Ziel – Suche in der folgenden Auflistung jede Zeile, in der die Zeichenfolge „shirt“ vorkommt, und gib diese Zeilen unverändert wieder.

*** Eingabematerial

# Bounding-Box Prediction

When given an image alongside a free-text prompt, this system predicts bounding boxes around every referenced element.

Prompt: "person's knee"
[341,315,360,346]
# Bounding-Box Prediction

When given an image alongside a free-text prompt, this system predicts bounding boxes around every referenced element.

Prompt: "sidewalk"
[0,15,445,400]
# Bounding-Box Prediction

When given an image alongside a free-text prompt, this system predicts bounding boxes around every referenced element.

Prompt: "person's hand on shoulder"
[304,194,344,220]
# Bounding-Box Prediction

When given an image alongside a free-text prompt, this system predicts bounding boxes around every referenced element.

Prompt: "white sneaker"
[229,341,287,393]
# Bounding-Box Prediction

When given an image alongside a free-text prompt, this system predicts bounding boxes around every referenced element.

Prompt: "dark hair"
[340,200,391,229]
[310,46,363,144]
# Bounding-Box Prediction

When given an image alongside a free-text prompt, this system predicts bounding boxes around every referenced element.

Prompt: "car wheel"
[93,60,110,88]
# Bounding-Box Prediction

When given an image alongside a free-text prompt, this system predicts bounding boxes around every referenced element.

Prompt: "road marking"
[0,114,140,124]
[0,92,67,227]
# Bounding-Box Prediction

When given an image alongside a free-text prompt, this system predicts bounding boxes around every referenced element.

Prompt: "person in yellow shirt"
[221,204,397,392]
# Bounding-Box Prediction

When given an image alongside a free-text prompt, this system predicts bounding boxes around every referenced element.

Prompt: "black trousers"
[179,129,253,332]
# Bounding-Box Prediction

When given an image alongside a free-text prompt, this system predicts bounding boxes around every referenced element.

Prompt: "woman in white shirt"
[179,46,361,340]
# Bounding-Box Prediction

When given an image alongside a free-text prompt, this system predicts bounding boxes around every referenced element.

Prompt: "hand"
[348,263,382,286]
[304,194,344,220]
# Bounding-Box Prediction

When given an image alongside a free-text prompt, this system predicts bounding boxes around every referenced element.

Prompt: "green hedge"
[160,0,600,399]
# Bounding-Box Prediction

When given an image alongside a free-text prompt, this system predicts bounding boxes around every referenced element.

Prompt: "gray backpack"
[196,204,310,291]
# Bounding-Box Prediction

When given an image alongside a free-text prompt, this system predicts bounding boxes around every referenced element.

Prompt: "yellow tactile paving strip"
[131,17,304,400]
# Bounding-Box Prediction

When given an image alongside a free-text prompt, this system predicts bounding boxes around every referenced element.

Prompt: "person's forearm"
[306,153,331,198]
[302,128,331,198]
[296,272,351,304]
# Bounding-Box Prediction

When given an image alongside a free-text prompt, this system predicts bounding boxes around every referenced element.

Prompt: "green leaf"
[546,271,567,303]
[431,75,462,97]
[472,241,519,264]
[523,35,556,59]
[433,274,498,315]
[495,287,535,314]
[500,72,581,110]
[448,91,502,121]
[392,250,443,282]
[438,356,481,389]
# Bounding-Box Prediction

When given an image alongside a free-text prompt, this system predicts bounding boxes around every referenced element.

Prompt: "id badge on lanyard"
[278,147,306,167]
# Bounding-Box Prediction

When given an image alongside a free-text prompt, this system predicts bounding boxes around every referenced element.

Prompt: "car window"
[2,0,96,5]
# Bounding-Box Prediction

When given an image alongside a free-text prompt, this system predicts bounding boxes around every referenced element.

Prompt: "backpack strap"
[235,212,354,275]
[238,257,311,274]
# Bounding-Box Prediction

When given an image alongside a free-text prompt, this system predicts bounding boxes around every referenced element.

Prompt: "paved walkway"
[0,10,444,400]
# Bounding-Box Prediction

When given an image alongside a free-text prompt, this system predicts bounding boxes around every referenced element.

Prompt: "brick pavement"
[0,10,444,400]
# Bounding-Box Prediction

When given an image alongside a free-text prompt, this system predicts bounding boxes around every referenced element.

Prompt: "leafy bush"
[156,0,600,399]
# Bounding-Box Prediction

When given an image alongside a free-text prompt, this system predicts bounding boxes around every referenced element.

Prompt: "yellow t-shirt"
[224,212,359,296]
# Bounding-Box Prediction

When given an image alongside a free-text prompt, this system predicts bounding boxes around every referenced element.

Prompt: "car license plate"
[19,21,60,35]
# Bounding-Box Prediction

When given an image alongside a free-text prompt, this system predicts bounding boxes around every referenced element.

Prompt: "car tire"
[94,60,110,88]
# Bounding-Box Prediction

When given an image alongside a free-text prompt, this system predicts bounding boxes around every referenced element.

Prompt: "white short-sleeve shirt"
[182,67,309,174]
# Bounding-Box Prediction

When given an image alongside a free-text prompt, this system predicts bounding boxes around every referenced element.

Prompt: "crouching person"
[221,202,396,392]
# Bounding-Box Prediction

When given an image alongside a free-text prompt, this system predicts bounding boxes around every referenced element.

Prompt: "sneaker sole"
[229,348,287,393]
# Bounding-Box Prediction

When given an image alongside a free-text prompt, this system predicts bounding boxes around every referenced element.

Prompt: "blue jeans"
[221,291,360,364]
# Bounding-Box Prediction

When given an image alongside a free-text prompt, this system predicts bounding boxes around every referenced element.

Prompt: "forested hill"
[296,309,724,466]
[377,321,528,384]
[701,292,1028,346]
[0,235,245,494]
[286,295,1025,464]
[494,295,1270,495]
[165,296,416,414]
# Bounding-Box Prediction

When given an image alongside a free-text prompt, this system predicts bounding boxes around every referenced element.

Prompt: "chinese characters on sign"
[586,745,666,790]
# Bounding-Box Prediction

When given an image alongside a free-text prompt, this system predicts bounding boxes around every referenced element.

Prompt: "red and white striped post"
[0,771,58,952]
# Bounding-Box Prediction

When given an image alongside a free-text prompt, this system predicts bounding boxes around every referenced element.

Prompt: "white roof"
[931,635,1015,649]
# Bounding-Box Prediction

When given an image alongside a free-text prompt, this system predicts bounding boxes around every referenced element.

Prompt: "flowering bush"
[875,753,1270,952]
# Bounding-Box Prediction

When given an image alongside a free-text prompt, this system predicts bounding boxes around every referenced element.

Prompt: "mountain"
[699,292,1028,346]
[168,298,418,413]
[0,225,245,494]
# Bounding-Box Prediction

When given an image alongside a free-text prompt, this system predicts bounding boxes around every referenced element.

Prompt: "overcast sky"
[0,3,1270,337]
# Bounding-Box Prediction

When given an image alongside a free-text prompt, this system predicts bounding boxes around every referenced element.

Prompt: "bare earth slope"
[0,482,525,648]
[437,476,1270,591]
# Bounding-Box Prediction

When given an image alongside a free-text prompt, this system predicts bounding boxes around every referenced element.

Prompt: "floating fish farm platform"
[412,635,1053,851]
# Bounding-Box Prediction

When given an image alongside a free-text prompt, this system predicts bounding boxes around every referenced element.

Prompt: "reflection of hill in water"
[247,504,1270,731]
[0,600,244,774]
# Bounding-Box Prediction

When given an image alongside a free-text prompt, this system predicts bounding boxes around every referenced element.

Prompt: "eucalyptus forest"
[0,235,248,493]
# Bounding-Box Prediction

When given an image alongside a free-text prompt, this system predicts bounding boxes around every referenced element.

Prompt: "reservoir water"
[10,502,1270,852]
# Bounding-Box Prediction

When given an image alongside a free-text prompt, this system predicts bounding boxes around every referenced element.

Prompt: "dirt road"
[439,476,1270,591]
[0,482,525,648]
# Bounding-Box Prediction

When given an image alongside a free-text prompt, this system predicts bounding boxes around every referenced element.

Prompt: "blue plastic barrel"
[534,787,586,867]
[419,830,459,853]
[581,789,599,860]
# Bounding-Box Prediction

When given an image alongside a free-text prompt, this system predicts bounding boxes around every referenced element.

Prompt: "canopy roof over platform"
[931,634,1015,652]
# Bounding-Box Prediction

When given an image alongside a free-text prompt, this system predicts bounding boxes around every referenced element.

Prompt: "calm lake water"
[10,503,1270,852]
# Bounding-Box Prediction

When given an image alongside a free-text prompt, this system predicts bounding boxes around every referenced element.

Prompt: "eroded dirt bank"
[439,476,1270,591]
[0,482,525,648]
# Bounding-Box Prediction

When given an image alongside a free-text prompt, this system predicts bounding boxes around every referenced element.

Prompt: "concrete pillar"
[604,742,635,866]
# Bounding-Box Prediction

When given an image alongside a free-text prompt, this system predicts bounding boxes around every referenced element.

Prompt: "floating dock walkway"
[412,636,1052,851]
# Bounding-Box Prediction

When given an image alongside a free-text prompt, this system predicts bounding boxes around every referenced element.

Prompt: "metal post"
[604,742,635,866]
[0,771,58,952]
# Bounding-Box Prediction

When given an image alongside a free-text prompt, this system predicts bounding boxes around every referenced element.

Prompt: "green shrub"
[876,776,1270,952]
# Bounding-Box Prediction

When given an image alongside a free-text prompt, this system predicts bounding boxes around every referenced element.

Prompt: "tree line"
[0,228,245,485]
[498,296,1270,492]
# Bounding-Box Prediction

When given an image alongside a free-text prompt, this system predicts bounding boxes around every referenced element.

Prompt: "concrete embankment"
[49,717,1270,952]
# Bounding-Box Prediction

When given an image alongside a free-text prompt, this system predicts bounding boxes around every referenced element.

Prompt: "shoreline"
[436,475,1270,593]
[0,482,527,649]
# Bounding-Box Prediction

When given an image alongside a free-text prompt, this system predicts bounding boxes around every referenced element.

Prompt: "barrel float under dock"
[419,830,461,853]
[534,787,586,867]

******

Antwort folgt –
Prompt: "person in yellow shirt"
Prompt: "woman in white shirt"
Prompt: "yellow t-shirt"
Prompt: "white short-sleeve shirt"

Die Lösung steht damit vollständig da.